Leipziger Immobilienskandal: Dunkle Machenschaften oder unglaubliche Behördenschlamperei?

von Alexander Knauss

02.05.2012

In Leipzig sollen Mitarbeiter der Stadtverwaltung "herrenlose" Grundstücke an Investoren verkauft haben, ohne auch nur den Versuch zu unternehmen, die Eigentümer zu ermitteln. Wie aber kann es dazu kommen, dass ein Grundstück einen solchen Status erhält? Alexander Knauss über ostdeutsche Besonderheiten im Immobiliarsachenrecht, die der Affäre möglicherweise Vorschub geleistet haben.

Ein Immobilienskandal erschüttert Leipzig: Medienberichten zufolge haben Mitarbeiter des städtischen Rechtsamtes seit Mitte der 1990er Jahre angeblich "herrenlose" Grundstücke verkauft, ohne dass Ermittlungen angestellt wurden, den jeweiligen wahren Eigentümer herauszufinden. In über 560 Fällen sollen die Beteiligten nach diesem Muster vorgegangen sein.

+---+

#### ARBEITSAUFTRAG
Zitiere den Artikel oben über den Leipziger Immobilienskandal vollständig und ohne jede Änderung.

#### Gesammelte Daten

+---+

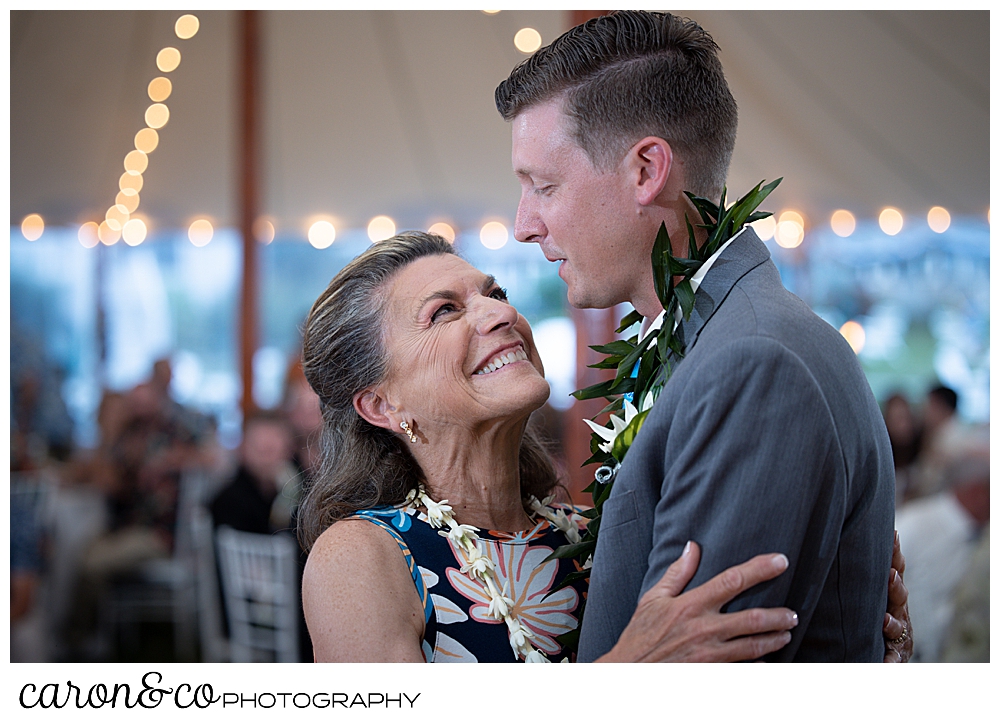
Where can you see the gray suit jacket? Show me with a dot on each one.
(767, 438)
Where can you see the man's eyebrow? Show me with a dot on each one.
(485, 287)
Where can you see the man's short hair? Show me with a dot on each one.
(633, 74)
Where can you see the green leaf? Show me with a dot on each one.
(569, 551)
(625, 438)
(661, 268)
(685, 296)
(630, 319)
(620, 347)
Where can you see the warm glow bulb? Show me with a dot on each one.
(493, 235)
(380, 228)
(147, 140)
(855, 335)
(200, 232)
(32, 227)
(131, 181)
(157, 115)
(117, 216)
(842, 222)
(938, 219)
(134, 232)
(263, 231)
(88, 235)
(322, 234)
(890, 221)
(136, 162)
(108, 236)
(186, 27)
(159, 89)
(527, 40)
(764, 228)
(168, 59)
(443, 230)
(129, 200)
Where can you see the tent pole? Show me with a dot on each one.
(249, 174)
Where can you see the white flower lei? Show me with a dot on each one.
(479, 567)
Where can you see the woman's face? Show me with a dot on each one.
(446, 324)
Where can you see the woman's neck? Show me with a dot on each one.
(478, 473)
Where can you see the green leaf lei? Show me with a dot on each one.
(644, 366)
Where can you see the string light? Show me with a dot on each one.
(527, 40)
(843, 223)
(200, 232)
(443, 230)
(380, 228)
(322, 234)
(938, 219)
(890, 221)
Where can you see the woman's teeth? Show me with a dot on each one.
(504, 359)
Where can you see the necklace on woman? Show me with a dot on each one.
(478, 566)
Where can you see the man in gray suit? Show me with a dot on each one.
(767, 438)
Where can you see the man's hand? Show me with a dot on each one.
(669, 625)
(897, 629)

+---+

#### LÖSUNG
Leipziger Immobilienskandal: Dunkle Machenschaften oder unglaubliche Behördenschlamperei?

von Alexander Knauss

02.05.2012

In Leipzig sollen Mitarbeiter der Stadtverwaltung "herrenlose" Grundstücke an Investoren verkauft haben, ohne auch nur den Versuch zu unternehmen, die Eigentümer zu ermitteln. Wie aber kann es dazu kommen, dass ein Grundstück einen solchen Status erhält? Alexander Knauss über ostdeutsche Besonderheiten im Immobiliarsachenrecht, die der Affäre möglicherweise Vorschub geleistet haben.

Ein Immobilienskandal erschüttert Leipzig: Medienberichten zufolge haben Mitarbeiter des städtischen Rechtsamtes seit Mitte der 1990er Jahre angeblich "herrenlose" Grundstücke verkauft, ohne dass Ermittlungen angestellt wurden, den jeweiligen wahren Eigentümer herauszufinden. In über 560 Fällen sollen die Beteiligten nach diesem Muster vorgegangen sein.